-- Data provided follows --

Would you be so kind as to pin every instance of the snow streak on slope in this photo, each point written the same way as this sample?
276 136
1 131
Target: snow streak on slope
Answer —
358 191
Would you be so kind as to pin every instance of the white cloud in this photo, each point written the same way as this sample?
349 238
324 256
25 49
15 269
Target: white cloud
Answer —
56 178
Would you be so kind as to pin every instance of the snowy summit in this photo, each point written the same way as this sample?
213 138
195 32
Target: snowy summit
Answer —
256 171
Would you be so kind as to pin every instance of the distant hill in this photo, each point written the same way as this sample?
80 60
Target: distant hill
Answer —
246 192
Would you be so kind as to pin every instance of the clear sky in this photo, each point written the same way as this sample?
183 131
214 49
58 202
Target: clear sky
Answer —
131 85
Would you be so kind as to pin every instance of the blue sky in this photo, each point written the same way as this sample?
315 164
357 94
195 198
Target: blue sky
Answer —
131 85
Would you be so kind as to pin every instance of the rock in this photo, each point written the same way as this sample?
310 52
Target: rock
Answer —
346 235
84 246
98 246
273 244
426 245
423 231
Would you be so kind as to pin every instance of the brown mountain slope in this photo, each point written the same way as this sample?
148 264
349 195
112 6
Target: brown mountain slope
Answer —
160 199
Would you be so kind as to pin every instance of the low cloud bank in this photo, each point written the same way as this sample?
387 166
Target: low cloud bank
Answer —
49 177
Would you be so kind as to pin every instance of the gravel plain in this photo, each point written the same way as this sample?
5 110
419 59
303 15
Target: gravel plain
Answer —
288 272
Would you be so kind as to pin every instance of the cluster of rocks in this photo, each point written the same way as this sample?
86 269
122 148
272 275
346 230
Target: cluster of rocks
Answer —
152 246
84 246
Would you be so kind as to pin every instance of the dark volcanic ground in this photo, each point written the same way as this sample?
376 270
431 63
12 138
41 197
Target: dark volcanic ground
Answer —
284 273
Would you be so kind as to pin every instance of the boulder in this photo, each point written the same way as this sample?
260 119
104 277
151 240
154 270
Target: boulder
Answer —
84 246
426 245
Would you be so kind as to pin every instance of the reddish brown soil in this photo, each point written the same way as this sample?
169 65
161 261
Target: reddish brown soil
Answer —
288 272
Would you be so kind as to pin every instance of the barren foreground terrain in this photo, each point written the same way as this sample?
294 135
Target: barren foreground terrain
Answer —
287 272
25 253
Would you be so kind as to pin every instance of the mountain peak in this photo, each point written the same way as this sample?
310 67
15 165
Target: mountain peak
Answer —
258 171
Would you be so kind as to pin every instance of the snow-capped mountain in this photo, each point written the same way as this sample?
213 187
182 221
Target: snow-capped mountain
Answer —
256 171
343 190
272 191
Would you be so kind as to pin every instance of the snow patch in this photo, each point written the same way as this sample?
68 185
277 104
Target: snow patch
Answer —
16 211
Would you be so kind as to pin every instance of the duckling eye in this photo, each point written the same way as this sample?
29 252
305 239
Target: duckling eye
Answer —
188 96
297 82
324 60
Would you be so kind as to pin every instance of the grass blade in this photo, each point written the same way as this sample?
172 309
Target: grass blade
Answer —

-- Data provided concluded --

# Aim of the task:
Across all of the records above, how many lines include the string "snowy"? Answer with one number only.

# Task answer:
2